> **WRITTEN PROBLEM**:
Give as a JSON list of strings, one string per line and no blank lines, the stretch of the records from the line containing "bedding in the histology slide image provided." through the line containing "[284,0,800,400]", both included.

═════ RECORDED DATA

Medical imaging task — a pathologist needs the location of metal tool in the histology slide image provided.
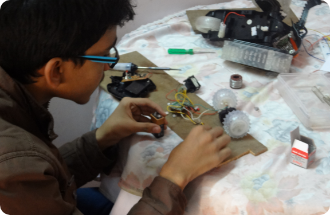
[167,49,215,55]
[113,63,181,72]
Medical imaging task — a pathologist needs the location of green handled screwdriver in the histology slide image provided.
[168,49,215,55]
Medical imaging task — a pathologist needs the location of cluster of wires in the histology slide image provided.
[166,87,218,125]
[302,29,330,62]
[223,12,245,24]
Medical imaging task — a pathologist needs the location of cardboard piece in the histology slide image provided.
[186,0,299,34]
[290,127,316,169]
[100,52,267,166]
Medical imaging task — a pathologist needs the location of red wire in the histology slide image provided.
[223,12,245,24]
[166,89,178,102]
[305,39,314,50]
[312,34,330,51]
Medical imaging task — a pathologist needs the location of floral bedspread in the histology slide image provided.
[91,0,330,215]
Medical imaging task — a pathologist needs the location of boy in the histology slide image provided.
[0,0,230,215]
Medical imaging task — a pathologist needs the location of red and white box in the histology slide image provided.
[290,127,316,169]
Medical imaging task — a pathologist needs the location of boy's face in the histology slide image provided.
[63,27,117,104]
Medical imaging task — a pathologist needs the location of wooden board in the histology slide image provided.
[100,52,267,166]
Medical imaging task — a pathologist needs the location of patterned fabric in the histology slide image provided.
[92,0,330,215]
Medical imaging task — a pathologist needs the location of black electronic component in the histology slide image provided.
[219,107,236,124]
[183,76,201,93]
[150,112,165,138]
[107,76,156,100]
[202,0,321,55]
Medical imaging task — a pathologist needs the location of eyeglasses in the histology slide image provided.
[80,47,119,68]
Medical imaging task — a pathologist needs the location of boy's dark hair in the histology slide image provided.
[0,0,135,84]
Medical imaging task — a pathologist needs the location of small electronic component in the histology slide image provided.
[150,112,165,138]
[195,0,322,73]
[121,71,149,82]
[113,63,181,73]
[230,74,243,89]
[107,74,156,100]
[213,89,250,138]
[183,76,201,93]
[223,110,250,139]
[213,89,237,110]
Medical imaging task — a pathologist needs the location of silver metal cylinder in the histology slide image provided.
[230,74,243,89]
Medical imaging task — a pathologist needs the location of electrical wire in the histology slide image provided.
[307,28,330,40]
[312,34,330,50]
[301,39,325,62]
[223,12,245,24]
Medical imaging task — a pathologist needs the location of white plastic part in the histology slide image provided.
[251,26,258,37]
[195,16,221,33]
[218,22,227,38]
[223,110,250,139]
[213,89,237,110]
[261,26,269,31]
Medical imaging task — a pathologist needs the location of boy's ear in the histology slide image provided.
[44,58,64,88]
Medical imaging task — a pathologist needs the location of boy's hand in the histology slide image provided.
[96,97,167,150]
[160,126,231,190]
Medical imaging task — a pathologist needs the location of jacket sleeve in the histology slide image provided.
[59,130,118,187]
[0,155,82,215]
[128,176,187,215]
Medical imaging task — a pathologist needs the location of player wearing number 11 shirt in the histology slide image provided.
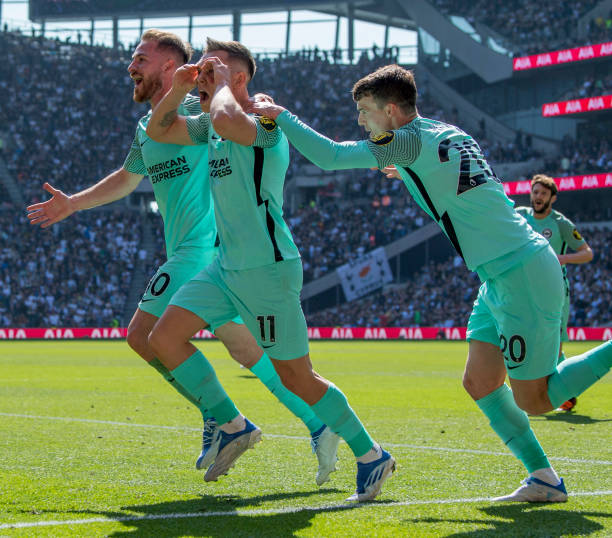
[252,65,612,502]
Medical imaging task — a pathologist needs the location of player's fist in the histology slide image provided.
[172,64,199,93]
[247,101,285,120]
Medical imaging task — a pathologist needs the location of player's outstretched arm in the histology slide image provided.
[201,56,257,146]
[147,64,200,146]
[26,168,144,228]
[250,101,379,170]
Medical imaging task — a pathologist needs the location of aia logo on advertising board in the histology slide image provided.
[512,42,612,71]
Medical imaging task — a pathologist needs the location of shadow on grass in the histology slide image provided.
[404,503,612,538]
[40,488,384,538]
[529,412,612,424]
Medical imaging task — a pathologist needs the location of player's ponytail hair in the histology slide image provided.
[353,64,417,114]
[204,37,257,80]
[140,28,193,65]
[531,174,559,196]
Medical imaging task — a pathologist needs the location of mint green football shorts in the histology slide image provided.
[138,247,218,318]
[467,246,565,379]
[170,258,308,360]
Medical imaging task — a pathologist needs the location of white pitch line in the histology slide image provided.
[0,490,612,529]
[0,413,612,465]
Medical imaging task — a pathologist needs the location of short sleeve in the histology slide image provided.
[367,128,422,169]
[559,217,586,250]
[253,116,282,148]
[515,205,529,218]
[123,135,147,176]
[185,112,210,144]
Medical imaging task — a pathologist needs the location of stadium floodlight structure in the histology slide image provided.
[29,0,417,60]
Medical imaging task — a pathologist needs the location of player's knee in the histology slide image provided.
[147,327,168,358]
[463,370,504,400]
[226,341,263,368]
[126,325,148,357]
[514,394,552,415]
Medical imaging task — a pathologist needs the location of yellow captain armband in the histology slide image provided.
[370,131,395,146]
[259,116,276,131]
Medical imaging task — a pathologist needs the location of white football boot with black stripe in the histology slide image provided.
[492,476,567,503]
[346,448,395,502]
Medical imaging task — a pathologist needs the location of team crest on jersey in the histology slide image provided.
[371,131,395,146]
[259,116,276,131]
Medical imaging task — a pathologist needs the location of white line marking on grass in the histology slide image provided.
[0,413,612,465]
[0,490,612,529]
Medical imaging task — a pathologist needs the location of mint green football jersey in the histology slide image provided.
[516,207,585,274]
[123,95,217,258]
[277,111,547,280]
[186,114,300,270]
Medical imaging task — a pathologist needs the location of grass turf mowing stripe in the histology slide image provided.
[0,490,612,529]
[0,413,612,465]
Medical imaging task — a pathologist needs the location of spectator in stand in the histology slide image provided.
[306,229,612,327]
[0,31,612,326]
[432,0,612,56]
[0,211,140,327]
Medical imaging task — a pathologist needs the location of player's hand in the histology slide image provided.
[172,64,200,93]
[26,183,74,228]
[381,165,402,179]
[247,101,285,120]
[197,56,232,87]
[249,93,275,104]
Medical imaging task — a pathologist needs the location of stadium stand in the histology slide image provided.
[432,0,612,56]
[307,226,612,327]
[0,32,612,326]
[0,211,140,327]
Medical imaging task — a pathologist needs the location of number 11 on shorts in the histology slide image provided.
[257,316,276,342]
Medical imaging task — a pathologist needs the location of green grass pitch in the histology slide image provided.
[0,341,612,538]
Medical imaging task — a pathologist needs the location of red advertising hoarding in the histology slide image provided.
[512,42,612,71]
[542,95,612,118]
[503,172,612,196]
[0,327,612,341]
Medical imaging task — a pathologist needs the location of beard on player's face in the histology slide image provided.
[531,198,551,214]
[132,73,162,103]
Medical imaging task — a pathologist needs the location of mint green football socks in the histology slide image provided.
[251,353,323,434]
[476,384,550,473]
[311,383,374,458]
[171,350,240,425]
[548,340,612,409]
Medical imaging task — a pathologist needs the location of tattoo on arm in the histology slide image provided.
[159,109,177,127]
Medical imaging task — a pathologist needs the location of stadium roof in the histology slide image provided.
[30,0,416,30]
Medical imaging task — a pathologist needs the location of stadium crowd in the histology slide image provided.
[306,226,612,327]
[559,69,612,101]
[432,0,612,56]
[0,211,140,327]
[0,32,612,326]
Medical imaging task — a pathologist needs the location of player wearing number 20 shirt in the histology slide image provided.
[251,65,612,502]
[258,86,563,379]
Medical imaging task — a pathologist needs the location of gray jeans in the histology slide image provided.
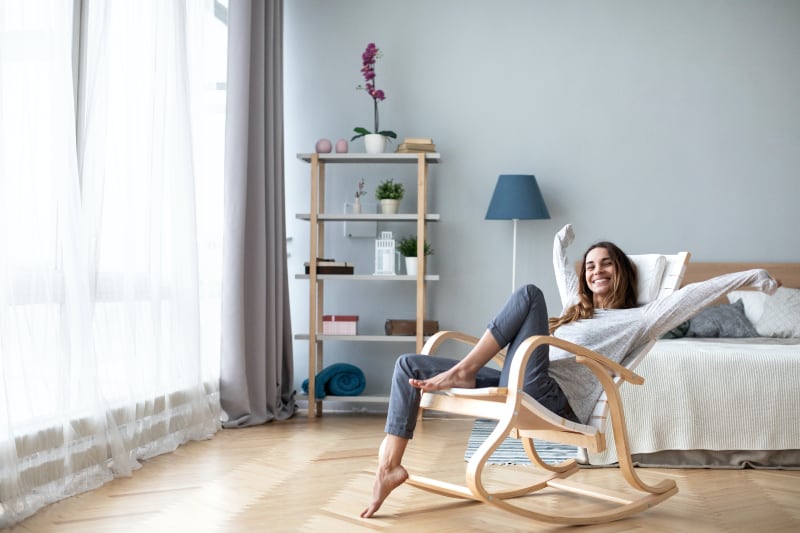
[386,285,577,439]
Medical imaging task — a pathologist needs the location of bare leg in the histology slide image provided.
[361,330,500,518]
[361,434,408,518]
[408,329,500,392]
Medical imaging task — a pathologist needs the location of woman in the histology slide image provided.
[361,224,778,518]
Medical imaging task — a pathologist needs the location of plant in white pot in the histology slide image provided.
[397,235,433,276]
[375,178,406,215]
[350,43,397,154]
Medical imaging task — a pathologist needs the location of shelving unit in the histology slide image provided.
[295,153,440,417]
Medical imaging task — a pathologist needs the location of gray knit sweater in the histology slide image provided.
[550,224,778,423]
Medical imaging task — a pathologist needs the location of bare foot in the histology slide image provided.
[408,368,475,392]
[361,465,408,518]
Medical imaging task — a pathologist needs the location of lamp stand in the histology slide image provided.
[511,218,518,293]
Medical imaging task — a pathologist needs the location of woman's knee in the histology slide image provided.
[519,283,544,302]
[394,353,428,378]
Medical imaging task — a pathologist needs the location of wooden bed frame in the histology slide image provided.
[682,260,800,304]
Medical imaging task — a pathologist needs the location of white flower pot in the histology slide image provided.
[364,133,386,154]
[381,199,400,215]
[406,257,417,276]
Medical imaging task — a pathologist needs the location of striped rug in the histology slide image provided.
[464,419,578,465]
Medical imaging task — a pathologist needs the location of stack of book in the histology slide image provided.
[397,137,436,154]
[305,258,354,274]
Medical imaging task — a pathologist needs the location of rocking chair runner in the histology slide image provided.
[407,252,689,525]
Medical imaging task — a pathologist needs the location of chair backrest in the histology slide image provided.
[589,252,691,433]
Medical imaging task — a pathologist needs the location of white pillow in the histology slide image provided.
[728,291,769,326]
[755,287,800,338]
[628,254,667,305]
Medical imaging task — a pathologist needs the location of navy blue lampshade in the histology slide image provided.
[486,174,550,220]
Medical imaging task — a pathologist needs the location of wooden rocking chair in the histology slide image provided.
[407,252,689,525]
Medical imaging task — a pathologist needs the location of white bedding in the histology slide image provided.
[589,337,800,465]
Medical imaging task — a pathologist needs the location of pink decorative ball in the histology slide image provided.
[316,139,332,154]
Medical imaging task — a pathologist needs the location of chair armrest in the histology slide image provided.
[509,335,644,385]
[421,331,506,366]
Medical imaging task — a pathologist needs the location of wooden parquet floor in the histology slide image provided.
[11,414,800,533]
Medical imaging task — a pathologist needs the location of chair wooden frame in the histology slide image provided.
[407,252,689,525]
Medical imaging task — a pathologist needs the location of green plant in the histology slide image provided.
[375,178,405,200]
[397,236,433,257]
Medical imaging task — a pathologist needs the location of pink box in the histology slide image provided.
[322,315,358,335]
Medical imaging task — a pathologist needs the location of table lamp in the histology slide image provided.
[486,174,550,292]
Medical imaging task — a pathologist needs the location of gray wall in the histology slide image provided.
[284,0,800,400]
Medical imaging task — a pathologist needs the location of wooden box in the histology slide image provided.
[322,315,358,335]
[384,318,439,336]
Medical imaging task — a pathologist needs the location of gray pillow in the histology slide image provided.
[686,300,758,337]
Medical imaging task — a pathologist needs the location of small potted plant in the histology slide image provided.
[375,178,405,215]
[397,235,433,276]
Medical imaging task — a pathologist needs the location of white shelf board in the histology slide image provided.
[295,213,441,222]
[294,333,427,342]
[294,394,389,403]
[297,152,441,163]
[294,274,439,281]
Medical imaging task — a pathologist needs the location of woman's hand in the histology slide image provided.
[556,224,575,248]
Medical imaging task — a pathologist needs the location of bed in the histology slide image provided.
[581,262,800,469]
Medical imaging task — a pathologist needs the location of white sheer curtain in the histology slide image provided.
[0,0,224,527]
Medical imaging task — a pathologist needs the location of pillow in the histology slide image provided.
[686,300,758,337]
[728,291,769,322]
[628,254,667,305]
[756,287,800,338]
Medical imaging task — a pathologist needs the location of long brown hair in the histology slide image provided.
[549,241,637,335]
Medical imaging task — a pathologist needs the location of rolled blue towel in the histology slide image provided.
[303,363,367,399]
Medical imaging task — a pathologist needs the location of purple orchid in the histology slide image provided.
[350,43,397,141]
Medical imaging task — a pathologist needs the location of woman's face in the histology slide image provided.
[586,247,616,305]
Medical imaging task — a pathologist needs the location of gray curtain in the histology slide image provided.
[220,0,295,427]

══════════

> **THE COMPLETED TASK**:
[
  "Medical imaging task — a pathologist needs the location of white bedding in the histology slide image provided.",
  "[589,337,800,465]",
  "Medical imaging task — a pathologist needs the location of pink decorative ball in the histology slide image provided.",
  "[316,139,332,154]",
  "Medical imaging task — a pathologist needs the location of chair armrest in the histology slide image provided.",
  "[509,335,644,385]",
  "[421,331,506,366]",
  "Medical imaging task — a pathologist needs the location of wooden parquet floor in the histology slide image provided.",
  "[11,414,800,533]",
  "Medical imaging task — a pathologist needs the location of chair wooden frame in the histology slide image provided.",
  "[407,252,689,525]",
  "Medical imaging task — a pathologist needs the location of green plant in the histology slide image provided.",
  "[375,178,405,200]",
  "[397,236,433,257]",
  "Medical imaging task — a pathologist needs the location of pink box in the histology slide image provided.",
  "[322,315,358,335]",
  "Medical imaging task — a pathologist needs the location of table lamp in the histology slide image provided.",
  "[486,174,550,292]",
  "Medical imaging task — a pathologist needs the location of gray wall in the histology slide image provided.",
  "[284,0,800,400]"
]